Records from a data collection

════

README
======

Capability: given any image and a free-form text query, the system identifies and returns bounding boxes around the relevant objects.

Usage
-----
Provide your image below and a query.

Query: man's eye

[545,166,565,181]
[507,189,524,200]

════

# YOUR GOAL
Down to the last line, return the data above exactly.

# REPLY
README
======

Capability: given any image and a free-form text query, the system identifies and returns bounding boxes around the relevant objects.

Usage
-----
Provide your image below and a query.

Query: man's eye

[545,166,565,181]
[507,189,524,200]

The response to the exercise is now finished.